Starting at the line that holds "Can you see the blue sea", transcribe every line to the end of the data exactly; include no other lines.

───── Supplied data ─────

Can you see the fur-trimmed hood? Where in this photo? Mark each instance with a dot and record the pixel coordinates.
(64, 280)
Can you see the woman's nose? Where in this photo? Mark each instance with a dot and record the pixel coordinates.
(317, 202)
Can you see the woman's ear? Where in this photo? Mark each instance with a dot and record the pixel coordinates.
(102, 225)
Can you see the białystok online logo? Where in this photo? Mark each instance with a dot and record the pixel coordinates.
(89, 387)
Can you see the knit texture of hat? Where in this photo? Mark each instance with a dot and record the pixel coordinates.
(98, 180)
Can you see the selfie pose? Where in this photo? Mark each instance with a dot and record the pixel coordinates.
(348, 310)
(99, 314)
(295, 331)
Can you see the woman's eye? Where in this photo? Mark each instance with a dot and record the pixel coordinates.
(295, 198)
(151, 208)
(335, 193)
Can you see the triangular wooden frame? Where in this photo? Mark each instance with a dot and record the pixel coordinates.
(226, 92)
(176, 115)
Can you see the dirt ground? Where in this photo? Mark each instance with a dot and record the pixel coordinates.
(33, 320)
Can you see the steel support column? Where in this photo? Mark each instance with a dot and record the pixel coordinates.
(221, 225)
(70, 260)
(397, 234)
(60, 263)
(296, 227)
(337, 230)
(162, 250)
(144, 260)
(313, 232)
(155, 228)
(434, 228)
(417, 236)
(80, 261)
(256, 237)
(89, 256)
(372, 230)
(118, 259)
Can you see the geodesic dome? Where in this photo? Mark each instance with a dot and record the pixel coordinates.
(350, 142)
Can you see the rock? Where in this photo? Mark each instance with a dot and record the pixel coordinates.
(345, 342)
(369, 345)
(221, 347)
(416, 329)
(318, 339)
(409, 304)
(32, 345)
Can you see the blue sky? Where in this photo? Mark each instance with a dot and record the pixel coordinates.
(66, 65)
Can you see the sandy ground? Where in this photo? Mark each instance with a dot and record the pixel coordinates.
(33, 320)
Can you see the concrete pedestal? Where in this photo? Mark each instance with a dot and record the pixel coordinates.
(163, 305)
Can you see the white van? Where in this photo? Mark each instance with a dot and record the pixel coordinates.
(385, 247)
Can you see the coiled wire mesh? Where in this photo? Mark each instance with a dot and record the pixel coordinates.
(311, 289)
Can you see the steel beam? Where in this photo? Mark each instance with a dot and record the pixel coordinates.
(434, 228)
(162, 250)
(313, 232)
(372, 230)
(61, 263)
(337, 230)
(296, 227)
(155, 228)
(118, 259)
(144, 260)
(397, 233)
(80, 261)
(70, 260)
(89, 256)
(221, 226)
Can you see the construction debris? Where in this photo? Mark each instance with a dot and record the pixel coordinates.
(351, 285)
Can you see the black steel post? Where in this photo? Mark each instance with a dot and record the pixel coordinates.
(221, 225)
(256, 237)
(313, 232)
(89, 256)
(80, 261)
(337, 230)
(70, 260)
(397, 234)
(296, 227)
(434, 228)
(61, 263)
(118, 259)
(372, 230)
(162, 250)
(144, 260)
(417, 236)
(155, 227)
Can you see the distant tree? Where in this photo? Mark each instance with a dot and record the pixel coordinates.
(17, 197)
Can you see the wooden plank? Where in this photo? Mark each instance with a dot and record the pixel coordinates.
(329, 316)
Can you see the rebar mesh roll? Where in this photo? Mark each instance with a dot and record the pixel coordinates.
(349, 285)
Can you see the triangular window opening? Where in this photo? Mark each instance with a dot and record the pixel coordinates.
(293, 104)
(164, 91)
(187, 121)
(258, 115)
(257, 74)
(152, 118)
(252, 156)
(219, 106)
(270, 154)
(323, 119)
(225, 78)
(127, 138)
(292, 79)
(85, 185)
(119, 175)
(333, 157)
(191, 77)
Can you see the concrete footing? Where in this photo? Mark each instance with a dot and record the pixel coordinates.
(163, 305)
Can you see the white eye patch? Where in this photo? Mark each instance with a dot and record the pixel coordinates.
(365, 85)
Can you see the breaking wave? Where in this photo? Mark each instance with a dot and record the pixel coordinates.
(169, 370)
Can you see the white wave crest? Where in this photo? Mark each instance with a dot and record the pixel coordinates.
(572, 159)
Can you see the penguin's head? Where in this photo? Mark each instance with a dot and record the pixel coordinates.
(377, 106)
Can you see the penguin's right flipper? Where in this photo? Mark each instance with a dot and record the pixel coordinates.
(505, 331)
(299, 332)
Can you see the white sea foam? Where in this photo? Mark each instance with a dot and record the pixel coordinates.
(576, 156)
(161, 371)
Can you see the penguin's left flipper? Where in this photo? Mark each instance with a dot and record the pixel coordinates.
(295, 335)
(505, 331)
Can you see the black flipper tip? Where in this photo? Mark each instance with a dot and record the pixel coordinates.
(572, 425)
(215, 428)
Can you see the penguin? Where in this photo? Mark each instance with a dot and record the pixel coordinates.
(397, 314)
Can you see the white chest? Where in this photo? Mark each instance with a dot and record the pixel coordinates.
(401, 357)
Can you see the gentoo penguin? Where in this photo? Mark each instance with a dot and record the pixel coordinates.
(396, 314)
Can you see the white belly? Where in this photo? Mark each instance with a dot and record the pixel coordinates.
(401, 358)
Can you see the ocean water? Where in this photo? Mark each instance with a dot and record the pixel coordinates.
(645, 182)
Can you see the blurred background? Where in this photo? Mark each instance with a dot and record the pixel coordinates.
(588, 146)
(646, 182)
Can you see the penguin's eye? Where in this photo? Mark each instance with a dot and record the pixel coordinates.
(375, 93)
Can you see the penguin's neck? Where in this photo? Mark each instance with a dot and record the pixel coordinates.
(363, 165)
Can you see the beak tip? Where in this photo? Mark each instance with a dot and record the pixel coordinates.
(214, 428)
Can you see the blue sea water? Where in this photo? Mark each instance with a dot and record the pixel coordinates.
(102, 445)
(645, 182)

─────

- _Completed task_
Can you see the blue sea water? Where in this photo? Mark each instance with a dot and record the pixel coordinates.
(102, 445)
(645, 182)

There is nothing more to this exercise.